Page start

My Pantry

Supermarket-Goods-Shelf-1-800pxI figured a bowl of soup and a grill cheese sandwich would do quite nicely for lunch.

So I strolled into the pantry…

We had oodles of soup – but nothing I would recognize as such.

Can Asparagus Cheesy Potato or Fat Free Creamy Chicken Chili actually qualify as soup?

So I settled for a grilled cheese sandwich.

We had bread but again nothing recognizable as such.  It appears that after separating the wheat from the chaff, they baked the chaff.

So how did we come to have a full pantry yet nothing to eat?  My I offer the following reasons as an explanation?

It is good for us

Most of what is good for us, rarely is – because we rarely eat it.  When our mothers served things that were good for us, it only made the dog sick because we tossed them under the table.

We have to try this

Other than novelty, how else can one explain asparagus cheesy potato soup?  Once we buy something like this we become trapped between the shame of throwing it away and the humiliation of tossing it into the food drive box.

Page end

▶ [Exercise task]
Answer these questions about the pantry piece:
1. Which two soups does it name?
2. What happened when mothers served things that were good for us?
3. Once we buy something like asparagus cheesy potato soup, between what two things do we become trapped?

Supplied entries start

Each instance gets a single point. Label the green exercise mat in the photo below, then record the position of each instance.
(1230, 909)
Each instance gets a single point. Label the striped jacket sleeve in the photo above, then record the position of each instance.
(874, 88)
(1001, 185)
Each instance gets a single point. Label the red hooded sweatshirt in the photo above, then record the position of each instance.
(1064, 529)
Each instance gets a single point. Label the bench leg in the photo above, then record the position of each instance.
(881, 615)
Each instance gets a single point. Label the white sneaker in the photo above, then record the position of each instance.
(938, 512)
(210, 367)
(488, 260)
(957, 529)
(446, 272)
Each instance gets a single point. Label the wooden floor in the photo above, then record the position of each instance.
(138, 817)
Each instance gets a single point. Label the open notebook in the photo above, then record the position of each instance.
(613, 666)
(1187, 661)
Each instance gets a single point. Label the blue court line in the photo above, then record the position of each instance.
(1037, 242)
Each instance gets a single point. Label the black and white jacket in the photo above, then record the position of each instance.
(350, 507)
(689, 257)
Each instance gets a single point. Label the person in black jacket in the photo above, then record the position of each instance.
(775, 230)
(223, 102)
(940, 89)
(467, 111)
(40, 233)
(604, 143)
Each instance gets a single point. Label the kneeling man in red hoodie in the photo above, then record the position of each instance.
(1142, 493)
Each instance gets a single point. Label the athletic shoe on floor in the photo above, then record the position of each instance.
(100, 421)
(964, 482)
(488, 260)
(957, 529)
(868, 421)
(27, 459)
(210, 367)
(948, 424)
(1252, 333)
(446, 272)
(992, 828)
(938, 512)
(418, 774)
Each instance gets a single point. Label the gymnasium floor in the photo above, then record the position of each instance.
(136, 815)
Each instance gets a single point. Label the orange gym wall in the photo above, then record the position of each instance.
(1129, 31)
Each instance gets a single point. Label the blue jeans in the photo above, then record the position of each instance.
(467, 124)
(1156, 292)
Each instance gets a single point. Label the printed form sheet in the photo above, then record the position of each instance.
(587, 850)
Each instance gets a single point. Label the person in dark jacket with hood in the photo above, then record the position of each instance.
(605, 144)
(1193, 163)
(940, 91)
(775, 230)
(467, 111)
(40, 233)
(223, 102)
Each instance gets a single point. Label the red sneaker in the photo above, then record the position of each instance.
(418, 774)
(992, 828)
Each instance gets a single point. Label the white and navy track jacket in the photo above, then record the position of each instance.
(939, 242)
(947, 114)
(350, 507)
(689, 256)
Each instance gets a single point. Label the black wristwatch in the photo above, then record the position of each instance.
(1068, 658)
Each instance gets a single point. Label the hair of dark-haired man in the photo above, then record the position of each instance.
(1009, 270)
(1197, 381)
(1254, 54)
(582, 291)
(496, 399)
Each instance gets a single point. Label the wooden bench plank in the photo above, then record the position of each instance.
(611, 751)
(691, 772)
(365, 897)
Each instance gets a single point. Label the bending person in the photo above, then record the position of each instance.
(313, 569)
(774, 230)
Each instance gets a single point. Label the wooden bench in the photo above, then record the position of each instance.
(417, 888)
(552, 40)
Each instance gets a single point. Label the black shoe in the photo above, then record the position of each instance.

Supplied entries end

▶ [Answer to this task]
1. Asparagus Cheesy Potato and Fat Free Creamy Chicken Chili.
2. It only made the dog sick, because we tossed those things under the table.
3. The shame of throwing it away and the humiliation of tossing it into the food drive box.